[Records in a dataset]
------------------------------------------------------------

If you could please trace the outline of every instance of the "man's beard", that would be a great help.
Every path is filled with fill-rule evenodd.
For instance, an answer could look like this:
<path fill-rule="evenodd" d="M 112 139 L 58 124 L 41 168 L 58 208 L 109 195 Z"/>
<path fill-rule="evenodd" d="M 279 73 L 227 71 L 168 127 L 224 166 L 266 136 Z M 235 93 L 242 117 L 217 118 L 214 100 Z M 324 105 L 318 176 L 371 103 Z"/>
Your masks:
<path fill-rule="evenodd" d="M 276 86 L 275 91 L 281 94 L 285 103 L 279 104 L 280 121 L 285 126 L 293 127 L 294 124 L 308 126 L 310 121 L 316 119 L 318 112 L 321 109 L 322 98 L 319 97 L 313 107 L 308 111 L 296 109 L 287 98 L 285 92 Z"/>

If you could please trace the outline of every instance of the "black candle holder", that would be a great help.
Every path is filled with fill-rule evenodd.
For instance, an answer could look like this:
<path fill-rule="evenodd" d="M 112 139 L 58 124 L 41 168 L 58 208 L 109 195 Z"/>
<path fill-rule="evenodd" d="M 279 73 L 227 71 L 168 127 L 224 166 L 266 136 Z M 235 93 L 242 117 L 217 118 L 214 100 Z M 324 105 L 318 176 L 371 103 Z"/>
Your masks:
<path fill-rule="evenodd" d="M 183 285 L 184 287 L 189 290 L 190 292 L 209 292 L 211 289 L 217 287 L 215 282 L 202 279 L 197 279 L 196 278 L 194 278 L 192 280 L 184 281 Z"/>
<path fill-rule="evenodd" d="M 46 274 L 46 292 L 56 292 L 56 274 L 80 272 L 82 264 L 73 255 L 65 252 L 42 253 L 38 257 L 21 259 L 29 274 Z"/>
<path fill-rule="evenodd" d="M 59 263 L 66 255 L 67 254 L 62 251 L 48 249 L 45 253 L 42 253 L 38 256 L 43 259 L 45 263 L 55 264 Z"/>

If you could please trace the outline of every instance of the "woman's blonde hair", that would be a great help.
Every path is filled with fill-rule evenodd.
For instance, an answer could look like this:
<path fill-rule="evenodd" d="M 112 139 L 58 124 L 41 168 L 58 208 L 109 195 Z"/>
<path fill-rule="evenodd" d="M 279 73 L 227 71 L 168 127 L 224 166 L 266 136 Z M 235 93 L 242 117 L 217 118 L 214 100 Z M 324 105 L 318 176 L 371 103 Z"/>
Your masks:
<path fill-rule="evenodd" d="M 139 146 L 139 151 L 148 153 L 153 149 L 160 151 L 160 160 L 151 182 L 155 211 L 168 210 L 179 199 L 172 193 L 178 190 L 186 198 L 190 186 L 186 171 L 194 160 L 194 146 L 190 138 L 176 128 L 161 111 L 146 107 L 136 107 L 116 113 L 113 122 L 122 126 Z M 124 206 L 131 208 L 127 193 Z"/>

------------------------------------------------------------

- [Exercise] Lay out the lines above as a Markdown table with the columns "No." and "Line", numbering the rows in order and leaving out the blank lines.

- [Solution for this task]
| No. | Line |
|---|---|
| 1 | If you could please trace the outline of every instance of the "man's beard", that would be a great help. |
| 2 | Every path is filled with fill-rule evenodd. |
| 3 | For instance, an answer could look like this: |
| 4 | <path fill-rule="evenodd" d="M 112 139 L 58 124 L 41 168 L 58 208 L 109 195 Z"/> |
| 5 | <path fill-rule="evenodd" d="M 279 73 L 227 71 L 168 127 L 224 166 L 266 136 Z M 235 93 L 242 117 L 217 118 L 214 100 Z M 324 105 L 318 176 L 371 103 Z"/> |
| 6 | Your masks: |
| 7 | <path fill-rule="evenodd" d="M 276 86 L 275 91 L 281 94 L 285 103 L 279 104 L 280 121 L 285 126 L 293 127 L 294 124 L 308 126 L 310 121 L 316 119 L 318 112 L 321 109 L 322 98 L 319 97 L 313 107 L 308 111 L 296 109 L 287 98 L 285 92 Z"/> |
| 8 | If you could please trace the outline of every instance of the "black candle holder", that would be a great help. |
| 9 | Every path is filled with fill-rule evenodd. |
| 10 | For instance, an answer could look like this: |
| 11 | <path fill-rule="evenodd" d="M 112 139 L 58 124 L 41 168 L 58 208 L 109 195 Z"/> |
| 12 | <path fill-rule="evenodd" d="M 279 73 L 227 71 L 168 127 L 224 166 L 266 136 Z M 235 93 L 242 117 L 217 118 L 214 100 Z M 324 105 L 318 176 L 371 103 Z"/> |
| 13 | Your masks: |
| 14 | <path fill-rule="evenodd" d="M 183 285 L 184 287 L 189 290 L 190 292 L 209 292 L 211 289 L 217 287 L 215 282 L 202 279 L 197 279 L 196 278 L 194 278 L 192 280 L 184 281 Z"/> |
| 15 | <path fill-rule="evenodd" d="M 46 274 L 46 292 L 56 292 L 56 274 L 80 272 L 82 264 L 73 255 L 65 252 L 42 253 L 38 257 L 21 259 L 29 274 Z"/> |
| 16 | <path fill-rule="evenodd" d="M 59 263 L 66 255 L 67 254 L 62 251 L 48 249 L 45 253 L 42 253 L 38 256 L 43 259 L 45 263 L 55 264 Z"/> |
| 17 | If you could please trace the outline of every instance of the "woman's blonde hair", that would be a great help. |
| 18 | Every path is filled with fill-rule evenodd. |
| 19 | For instance, an answer could look like this: |
| 20 | <path fill-rule="evenodd" d="M 112 139 L 58 124 L 41 168 L 58 208 L 109 195 Z"/> |
| 21 | <path fill-rule="evenodd" d="M 279 73 L 227 71 L 168 127 L 224 166 L 266 136 Z M 235 93 L 242 117 L 217 118 L 214 100 Z M 324 105 L 318 176 L 371 103 Z"/> |
| 22 | Your masks: |
| 23 | <path fill-rule="evenodd" d="M 139 146 L 139 151 L 148 153 L 153 149 L 160 151 L 160 160 L 151 182 L 155 211 L 168 210 L 179 199 L 172 193 L 178 190 L 186 198 L 190 186 L 186 171 L 194 160 L 194 146 L 190 138 L 176 128 L 161 111 L 146 107 L 136 107 L 116 113 L 113 122 L 122 126 Z M 124 206 L 131 208 L 127 193 Z"/> |